◆ Work instructions ◆
Rewrite the items below with "rough mask" swapped for "coarse mask" and everything else unchanged. Leave the pictures out of your answer.

────────

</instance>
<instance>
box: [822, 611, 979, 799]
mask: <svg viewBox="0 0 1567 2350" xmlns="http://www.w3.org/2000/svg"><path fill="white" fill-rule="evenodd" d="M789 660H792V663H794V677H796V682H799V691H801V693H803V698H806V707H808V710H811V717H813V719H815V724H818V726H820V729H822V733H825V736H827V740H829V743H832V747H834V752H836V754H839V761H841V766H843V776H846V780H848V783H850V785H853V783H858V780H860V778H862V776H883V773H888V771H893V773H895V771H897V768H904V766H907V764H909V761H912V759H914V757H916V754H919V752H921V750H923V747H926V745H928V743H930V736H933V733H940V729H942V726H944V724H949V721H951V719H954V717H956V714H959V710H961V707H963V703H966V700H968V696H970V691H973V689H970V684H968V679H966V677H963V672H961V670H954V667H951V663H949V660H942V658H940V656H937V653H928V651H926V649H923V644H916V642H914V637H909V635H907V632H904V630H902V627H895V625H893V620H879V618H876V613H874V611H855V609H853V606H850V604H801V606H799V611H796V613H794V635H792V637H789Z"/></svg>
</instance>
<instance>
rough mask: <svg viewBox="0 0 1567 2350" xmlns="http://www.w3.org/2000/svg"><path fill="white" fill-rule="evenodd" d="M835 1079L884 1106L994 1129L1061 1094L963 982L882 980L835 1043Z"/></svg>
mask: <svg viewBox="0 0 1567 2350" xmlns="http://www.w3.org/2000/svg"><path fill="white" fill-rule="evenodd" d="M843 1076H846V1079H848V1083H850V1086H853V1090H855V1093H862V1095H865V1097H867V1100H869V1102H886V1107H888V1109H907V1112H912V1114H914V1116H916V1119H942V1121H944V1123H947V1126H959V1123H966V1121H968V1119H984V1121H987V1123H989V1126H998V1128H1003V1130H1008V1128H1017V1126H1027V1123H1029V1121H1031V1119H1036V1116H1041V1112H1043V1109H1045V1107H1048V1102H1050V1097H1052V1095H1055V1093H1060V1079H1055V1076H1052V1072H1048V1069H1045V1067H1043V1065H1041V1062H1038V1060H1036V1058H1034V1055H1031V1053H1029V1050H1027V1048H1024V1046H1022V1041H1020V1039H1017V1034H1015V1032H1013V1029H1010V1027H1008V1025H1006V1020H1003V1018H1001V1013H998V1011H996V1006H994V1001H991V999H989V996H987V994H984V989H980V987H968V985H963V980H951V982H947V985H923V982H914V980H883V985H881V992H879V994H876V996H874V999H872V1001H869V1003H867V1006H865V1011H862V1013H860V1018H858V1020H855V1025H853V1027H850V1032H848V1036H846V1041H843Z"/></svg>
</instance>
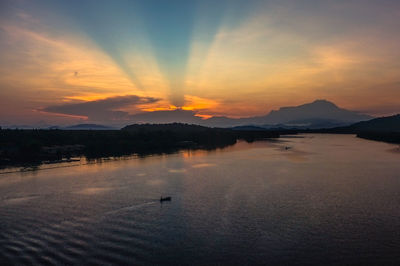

────────

◆ Written solution ◆
</instance>
<instance>
box: [822, 611, 979, 799]
mask: <svg viewBox="0 0 1567 2350" xmlns="http://www.w3.org/2000/svg"><path fill="white" fill-rule="evenodd" d="M789 660H792V663H794V677H796V682H799V691H801V693H803V698H806V707H808V710H811V717H813V719H815V724H818V726H820V729H822V733H825V736H827V740H829V743H832V747H834V752H836V754H839V761H841V766H843V776H846V780H848V783H850V785H853V783H858V780H860V778H862V776H883V773H888V771H893V773H895V771H897V768H904V766H907V764H909V761H912V759H914V757H916V754H919V752H921V750H923V747H926V745H928V743H930V736H933V733H940V729H942V726H944V724H949V721H951V719H954V717H956V714H959V710H961V707H963V703H966V700H968V696H970V691H973V689H970V684H968V679H966V677H963V672H961V670H954V667H951V663H949V660H942V658H940V656H937V653H928V651H926V649H923V644H916V642H914V637H909V635H907V632H904V630H902V627H895V625H893V620H879V618H876V613H874V611H855V609H853V606H850V604H801V606H799V611H796V613H794V635H792V637H789Z"/></svg>
</instance>
<instance>
coarse mask: <svg viewBox="0 0 1567 2350" xmlns="http://www.w3.org/2000/svg"><path fill="white" fill-rule="evenodd" d="M835 1079L884 1106L994 1129L1061 1094L963 982L882 980L835 1043Z"/></svg>
mask: <svg viewBox="0 0 1567 2350" xmlns="http://www.w3.org/2000/svg"><path fill="white" fill-rule="evenodd" d="M843 1076H846V1079H848V1083H850V1086H853V1090H855V1093H862V1095H865V1097H867V1100H869V1102H886V1107H888V1109H907V1112H912V1114H914V1116H916V1119H942V1121H944V1123H947V1126H959V1123H966V1121H968V1119H984V1121H987V1123H989V1126H998V1128H1003V1130H1008V1128H1017V1126H1027V1123H1029V1121H1031V1119H1036V1116H1041V1112H1043V1109H1045V1107H1048V1102H1050V1097H1052V1095H1055V1093H1060V1079H1055V1076H1052V1072H1048V1069H1045V1067H1043V1065H1041V1062H1038V1060H1036V1058H1034V1055H1031V1053H1029V1050H1027V1048H1024V1046H1022V1041H1020V1039H1017V1034H1015V1032H1013V1029H1010V1027H1008V1025H1006V1020H1003V1018H1001V1013H998V1011H996V1006H994V1001H991V999H989V996H987V994H984V989H980V987H968V985H963V980H951V982H947V985H923V982H914V980H883V985H881V992H879V994H876V996H874V999H872V1001H869V1003H867V1006H865V1011H862V1013H860V1018H858V1020H855V1025H853V1027H850V1032H848V1036H846V1041H843Z"/></svg>
</instance>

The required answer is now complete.